**Task objective:**
Everything from the line containing "Target | red rock surface" through the final line of the records must be transcribed verbatim; nothing else belongs in the result.

[Point annotation records]
---------------
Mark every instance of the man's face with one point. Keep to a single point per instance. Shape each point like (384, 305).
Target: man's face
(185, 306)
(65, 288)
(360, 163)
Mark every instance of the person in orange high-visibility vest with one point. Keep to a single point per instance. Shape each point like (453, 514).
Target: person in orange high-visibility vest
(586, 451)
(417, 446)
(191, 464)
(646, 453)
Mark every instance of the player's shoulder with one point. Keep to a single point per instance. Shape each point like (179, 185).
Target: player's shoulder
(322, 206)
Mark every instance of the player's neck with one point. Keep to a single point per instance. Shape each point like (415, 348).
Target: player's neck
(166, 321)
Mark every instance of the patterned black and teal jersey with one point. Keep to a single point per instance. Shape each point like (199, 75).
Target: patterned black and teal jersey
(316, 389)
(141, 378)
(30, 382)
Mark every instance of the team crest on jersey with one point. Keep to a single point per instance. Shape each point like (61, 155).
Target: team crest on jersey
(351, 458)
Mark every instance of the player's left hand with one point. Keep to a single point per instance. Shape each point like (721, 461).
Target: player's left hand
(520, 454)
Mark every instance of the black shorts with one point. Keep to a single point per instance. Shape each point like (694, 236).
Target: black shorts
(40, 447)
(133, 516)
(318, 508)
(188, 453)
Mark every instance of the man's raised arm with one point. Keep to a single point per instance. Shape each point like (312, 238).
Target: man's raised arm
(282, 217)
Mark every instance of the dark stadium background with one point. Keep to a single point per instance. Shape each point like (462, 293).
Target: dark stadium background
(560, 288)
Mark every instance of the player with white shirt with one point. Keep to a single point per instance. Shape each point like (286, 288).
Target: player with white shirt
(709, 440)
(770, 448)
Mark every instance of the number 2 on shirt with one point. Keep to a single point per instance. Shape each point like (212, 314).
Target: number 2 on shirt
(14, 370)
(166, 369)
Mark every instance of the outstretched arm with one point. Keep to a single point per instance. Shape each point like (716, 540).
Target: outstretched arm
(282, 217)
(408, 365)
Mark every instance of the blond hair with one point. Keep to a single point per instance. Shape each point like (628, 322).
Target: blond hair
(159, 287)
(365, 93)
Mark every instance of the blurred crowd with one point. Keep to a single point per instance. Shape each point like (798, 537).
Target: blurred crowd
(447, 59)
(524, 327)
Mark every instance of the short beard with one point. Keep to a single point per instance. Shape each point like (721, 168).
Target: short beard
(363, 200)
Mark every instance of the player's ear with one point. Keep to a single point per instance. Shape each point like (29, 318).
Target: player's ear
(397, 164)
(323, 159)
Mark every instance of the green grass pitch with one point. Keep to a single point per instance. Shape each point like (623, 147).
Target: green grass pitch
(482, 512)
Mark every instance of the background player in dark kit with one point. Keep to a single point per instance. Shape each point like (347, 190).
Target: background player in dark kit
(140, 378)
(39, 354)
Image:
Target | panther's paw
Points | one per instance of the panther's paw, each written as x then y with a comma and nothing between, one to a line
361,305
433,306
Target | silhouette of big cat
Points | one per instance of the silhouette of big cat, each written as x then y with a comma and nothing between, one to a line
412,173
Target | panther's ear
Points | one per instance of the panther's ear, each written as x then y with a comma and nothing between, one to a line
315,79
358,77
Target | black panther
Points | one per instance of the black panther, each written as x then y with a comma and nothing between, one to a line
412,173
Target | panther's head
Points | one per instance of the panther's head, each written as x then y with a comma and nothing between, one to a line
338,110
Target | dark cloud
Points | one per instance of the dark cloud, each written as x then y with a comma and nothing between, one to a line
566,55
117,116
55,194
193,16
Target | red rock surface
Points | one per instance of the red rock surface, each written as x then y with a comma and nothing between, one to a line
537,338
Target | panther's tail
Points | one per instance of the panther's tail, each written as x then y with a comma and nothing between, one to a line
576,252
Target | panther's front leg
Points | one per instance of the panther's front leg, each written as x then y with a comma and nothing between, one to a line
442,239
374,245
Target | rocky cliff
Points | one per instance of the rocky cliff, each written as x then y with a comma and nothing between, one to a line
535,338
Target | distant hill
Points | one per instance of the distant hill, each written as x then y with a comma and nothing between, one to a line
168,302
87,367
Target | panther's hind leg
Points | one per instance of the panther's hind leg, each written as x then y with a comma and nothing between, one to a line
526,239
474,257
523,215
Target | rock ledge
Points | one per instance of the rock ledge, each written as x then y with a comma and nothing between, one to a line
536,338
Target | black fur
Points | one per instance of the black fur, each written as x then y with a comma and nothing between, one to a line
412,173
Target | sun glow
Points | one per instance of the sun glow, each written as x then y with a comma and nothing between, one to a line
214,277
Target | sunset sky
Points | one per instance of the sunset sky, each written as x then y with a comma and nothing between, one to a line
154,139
---------------
**Response below:**
Target | red rock surface
Points | one per instance of the red rock surface, each written as x then y with a comma and nothing between, one to a line
537,338
Target | panther's tail
Points | one per instance of the panther's tail, each written as x then y with a comma and nothing between, one to a line
576,252
Target | panther's front leg
Points | one per instance of the panther's front leg, each written as x then y with a comma and nothing between, one to a line
442,239
374,245
Target | rocky cliff
Points | one per instance of the rocky cliff, each written as x then y with a comma and nothing between, one to a line
535,338
Target | distant hill
Points | one per instance of the distant hill, each written as x then y with a comma and nothing between, one to a line
168,302
87,367
Target | panther's hind leg
Points | one per instance of the panther's hind leg, each written as x then y with a comma and nothing between, one to a line
526,239
474,257
523,215
Target | rock ledge
Points | one per instance of the rock ledge, each written as x then y with a comma and nothing between, one to a line
536,338
Target | black fur
Points | one per instance of the black fur, each written as x then y with a comma and nothing between, one to a line
412,173
Target | sun glow
Points | one per instance of the sun glow, each written as x then y with a comma and nothing between, one to a line
214,277
Target | sunset sky
Points | one per instance of the sunset sky, each written as x then y with a comma and nothing between, one to a line
154,139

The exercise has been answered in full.